Requirement:
Reproduce each of the lines below word for word, without any changes.

-- START --

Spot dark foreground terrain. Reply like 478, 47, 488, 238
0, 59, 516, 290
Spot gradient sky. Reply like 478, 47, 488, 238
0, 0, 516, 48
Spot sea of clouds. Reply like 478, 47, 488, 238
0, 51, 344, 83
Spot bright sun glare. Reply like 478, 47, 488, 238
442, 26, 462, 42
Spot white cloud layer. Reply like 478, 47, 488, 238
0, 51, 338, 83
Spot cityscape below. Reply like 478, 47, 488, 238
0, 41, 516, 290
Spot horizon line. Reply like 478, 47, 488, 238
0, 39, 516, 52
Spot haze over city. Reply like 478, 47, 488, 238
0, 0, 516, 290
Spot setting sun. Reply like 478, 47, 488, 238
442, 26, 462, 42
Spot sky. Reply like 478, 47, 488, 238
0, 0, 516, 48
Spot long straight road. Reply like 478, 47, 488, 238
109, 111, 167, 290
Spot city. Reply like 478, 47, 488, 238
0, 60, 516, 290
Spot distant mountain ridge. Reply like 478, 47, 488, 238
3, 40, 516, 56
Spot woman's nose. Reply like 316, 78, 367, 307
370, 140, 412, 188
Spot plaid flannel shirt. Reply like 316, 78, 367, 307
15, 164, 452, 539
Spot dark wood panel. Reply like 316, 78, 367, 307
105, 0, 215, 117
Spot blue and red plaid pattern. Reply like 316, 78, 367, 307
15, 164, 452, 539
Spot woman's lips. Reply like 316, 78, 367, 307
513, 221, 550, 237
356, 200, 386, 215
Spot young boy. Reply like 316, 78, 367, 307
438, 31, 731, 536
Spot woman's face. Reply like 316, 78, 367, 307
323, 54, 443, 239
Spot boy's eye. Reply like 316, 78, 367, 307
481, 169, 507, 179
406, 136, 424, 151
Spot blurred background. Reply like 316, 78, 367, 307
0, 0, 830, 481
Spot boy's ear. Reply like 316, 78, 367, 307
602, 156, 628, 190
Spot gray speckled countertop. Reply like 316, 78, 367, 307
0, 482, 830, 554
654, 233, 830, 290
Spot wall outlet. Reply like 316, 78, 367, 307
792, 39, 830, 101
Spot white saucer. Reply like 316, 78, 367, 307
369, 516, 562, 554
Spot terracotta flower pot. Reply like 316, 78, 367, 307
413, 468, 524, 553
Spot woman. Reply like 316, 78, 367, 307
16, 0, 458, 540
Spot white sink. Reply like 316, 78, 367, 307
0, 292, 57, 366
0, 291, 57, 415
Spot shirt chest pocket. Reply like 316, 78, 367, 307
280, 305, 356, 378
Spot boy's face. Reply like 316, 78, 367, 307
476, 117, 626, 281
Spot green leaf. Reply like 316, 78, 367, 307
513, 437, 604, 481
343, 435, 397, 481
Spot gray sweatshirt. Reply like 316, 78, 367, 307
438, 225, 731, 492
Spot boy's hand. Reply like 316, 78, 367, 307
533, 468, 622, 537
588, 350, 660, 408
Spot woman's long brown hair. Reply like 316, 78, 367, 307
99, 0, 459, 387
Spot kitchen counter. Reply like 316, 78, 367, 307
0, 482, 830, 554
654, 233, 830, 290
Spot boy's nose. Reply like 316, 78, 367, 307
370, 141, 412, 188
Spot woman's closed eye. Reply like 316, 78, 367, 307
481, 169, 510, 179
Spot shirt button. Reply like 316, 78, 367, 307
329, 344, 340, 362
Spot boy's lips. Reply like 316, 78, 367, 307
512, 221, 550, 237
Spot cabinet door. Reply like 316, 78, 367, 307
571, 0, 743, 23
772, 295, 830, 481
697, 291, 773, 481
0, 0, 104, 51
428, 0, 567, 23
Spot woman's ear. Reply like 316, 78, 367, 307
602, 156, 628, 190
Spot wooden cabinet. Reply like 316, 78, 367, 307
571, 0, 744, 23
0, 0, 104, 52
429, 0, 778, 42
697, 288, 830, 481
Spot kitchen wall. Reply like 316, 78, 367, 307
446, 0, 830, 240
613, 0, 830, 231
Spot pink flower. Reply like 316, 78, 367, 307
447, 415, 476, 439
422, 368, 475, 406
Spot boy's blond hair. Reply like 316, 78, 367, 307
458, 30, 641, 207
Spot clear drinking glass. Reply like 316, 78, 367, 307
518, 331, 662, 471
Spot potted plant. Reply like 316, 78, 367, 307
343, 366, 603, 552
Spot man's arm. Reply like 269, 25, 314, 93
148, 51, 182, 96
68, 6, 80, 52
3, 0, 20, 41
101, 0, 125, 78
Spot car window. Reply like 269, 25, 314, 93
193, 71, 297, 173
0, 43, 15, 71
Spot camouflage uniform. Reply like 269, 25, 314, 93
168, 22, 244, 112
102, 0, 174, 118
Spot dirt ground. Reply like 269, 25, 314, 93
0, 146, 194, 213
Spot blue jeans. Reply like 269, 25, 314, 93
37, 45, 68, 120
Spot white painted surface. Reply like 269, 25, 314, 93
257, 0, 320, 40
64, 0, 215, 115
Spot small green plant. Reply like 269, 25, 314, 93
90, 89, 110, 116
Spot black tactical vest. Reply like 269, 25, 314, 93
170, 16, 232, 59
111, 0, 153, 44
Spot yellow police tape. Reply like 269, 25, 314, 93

-- END --

Full response:
Spot dark foreground terrain. Reply like 478, 47, 488, 238
0, 59, 516, 290
Spot gradient sky. Reply like 478, 47, 488, 238
0, 0, 516, 48
Spot sea of clouds. Reply like 478, 47, 488, 238
0, 51, 344, 83
Spot bright sun glare. Reply like 478, 47, 488, 238
442, 26, 462, 42
Spot white cloud layer. Reply like 478, 47, 488, 238
0, 51, 338, 83
Spot cityscape below. Reply like 478, 47, 488, 238
0, 41, 516, 290
Spot horizon line. Reply like 478, 47, 488, 238
0, 39, 516, 52
Spot haze over city. Reply like 478, 47, 488, 238
0, 0, 516, 290
Spot setting sun. Reply like 478, 47, 488, 238
442, 26, 462, 42
Spot sky. Reply like 478, 47, 488, 238
0, 0, 516, 48
Spot long straight road. Reply like 478, 47, 488, 238
109, 111, 167, 290
Spot city. Reply like 478, 47, 488, 238
0, 60, 516, 290
Spot distant mountain ridge. Reply like 478, 47, 488, 238
3, 40, 516, 56
Spot woman's nose. Reply like 316, 78, 367, 307
370, 140, 412, 188
Spot plaid flannel shirt. Reply like 316, 78, 367, 307
15, 164, 452, 539
Spot dark wood panel. Reply like 316, 78, 367, 307
105, 0, 215, 117
Spot blue and red plaid pattern. Reply like 316, 78, 367, 307
15, 164, 452, 539
Spot woman's lips. Reply like 316, 78, 367, 307
513, 221, 550, 237
356, 200, 386, 215
Spot young boy. Reply like 316, 78, 367, 307
438, 31, 731, 536
Spot woman's face. Reply like 316, 78, 367, 307
323, 54, 443, 239
Spot boy's eye. Reply like 316, 78, 367, 307
481, 169, 507, 179
406, 136, 424, 151
Spot blurred background. Reply like 316, 78, 367, 307
0, 0, 830, 481
Spot boy's ear. Reply like 316, 78, 367, 307
602, 156, 628, 190
Spot gray speckled countertop. Reply like 316, 78, 367, 307
0, 482, 830, 554
654, 233, 830, 290
Spot wall outlet. Reply like 316, 78, 367, 307
792, 39, 830, 101
Spot white saucer. Reply like 316, 78, 367, 307
369, 516, 562, 554
Spot terracotta flower pot. Reply like 316, 78, 367, 307
413, 468, 524, 553
Spot woman. Reply like 316, 78, 367, 307
16, 0, 458, 540
Spot white sink. Reply like 316, 78, 367, 307
0, 292, 57, 366
0, 291, 57, 415
Spot shirt chest pocket. Reply like 316, 78, 367, 307
280, 305, 356, 378
Spot boy's face. Reply like 316, 78, 367, 307
476, 117, 626, 281
Spot green leaf. Reply like 316, 78, 367, 307
513, 437, 604, 481
343, 435, 397, 481
Spot gray sweatshirt. Reply like 316, 78, 367, 307
438, 225, 731, 492
Spot boy's hand. Reply like 316, 78, 367, 307
533, 468, 622, 537
588, 350, 660, 408
Spot woman's long brown hair. Reply like 316, 78, 367, 307
99, 0, 459, 387
Spot kitchen counter. Reply like 316, 78, 367, 307
0, 482, 830, 554
654, 233, 830, 290
Spot boy's nose. Reply like 316, 78, 367, 307
370, 141, 412, 188
Spot woman's closed eye. Reply like 316, 78, 367, 307
481, 169, 510, 179
Spot shirt button. Reply like 316, 78, 367, 307
329, 344, 340, 362
Spot boy's lips. Reply like 316, 78, 367, 307
512, 221, 550, 237
Spot cabinet door. Reply like 316, 78, 367, 307
571, 0, 743, 23
772, 295, 830, 481
697, 291, 773, 481
0, 0, 104, 51
428, 0, 567, 23
Spot woman's ear. Reply like 316, 78, 367, 307
602, 156, 628, 190
Spot wooden cabinet. Reply like 316, 78, 367, 307
571, 0, 744, 23
0, 0, 104, 52
429, 0, 778, 42
697, 288, 830, 481
Spot kitchen wall. Reply like 316, 78, 367, 307
446, 0, 830, 240
613, 0, 830, 231
Spot pink flower. Reply like 316, 78, 367, 307
447, 415, 476, 439
422, 368, 475, 406
Spot boy's blond hair. Reply like 316, 78, 367, 307
458, 30, 641, 207
Spot clear drinking glass. Reply like 316, 78, 367, 307
518, 331, 662, 471
Spot potted plant. Reply like 316, 78, 367, 307
343, 366, 603, 552
Spot man's arm. Reply like 269, 25, 314, 93
148, 51, 182, 96
68, 6, 80, 52
3, 0, 20, 41
101, 0, 125, 78
Spot car window. Reply like 269, 25, 314, 93
193, 71, 297, 173
0, 43, 15, 71
Spot camouflage uniform. Reply like 269, 25, 314, 93
168, 22, 244, 112
102, 0, 174, 118
Spot dirt ground. Reply like 269, 25, 314, 93
0, 146, 194, 213
Spot blue jeans. Reply like 269, 25, 314, 93
37, 45, 68, 120
Spot white painted surface. Reply like 269, 25, 314, 93
257, 0, 320, 40
64, 0, 215, 115
Spot small green plant. Reply like 269, 25, 314, 93
90, 89, 110, 116
Spot black tactical vest. Reply like 269, 25, 314, 93
170, 16, 232, 59
111, 0, 153, 44
Spot yellow police tape. Reply like 269, 25, 314, 93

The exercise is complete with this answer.